Segment Start: DATASET CONTENT

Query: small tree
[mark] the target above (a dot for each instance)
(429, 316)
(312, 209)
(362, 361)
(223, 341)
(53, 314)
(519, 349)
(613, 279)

Segment End: DATASET CONTENT
Segment Start: DATASET CONTENT

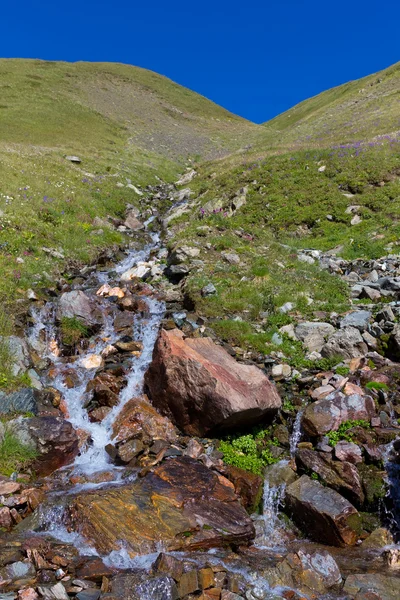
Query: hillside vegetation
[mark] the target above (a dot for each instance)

Segment End: DATASET CONTENT

• _DIRECTIONS FOR THIS TASK_
Each line above where the word "Query" occurs should be returned in full.

• _YOUR RESPONSE_
Query: small tree
Query: hillside vegetation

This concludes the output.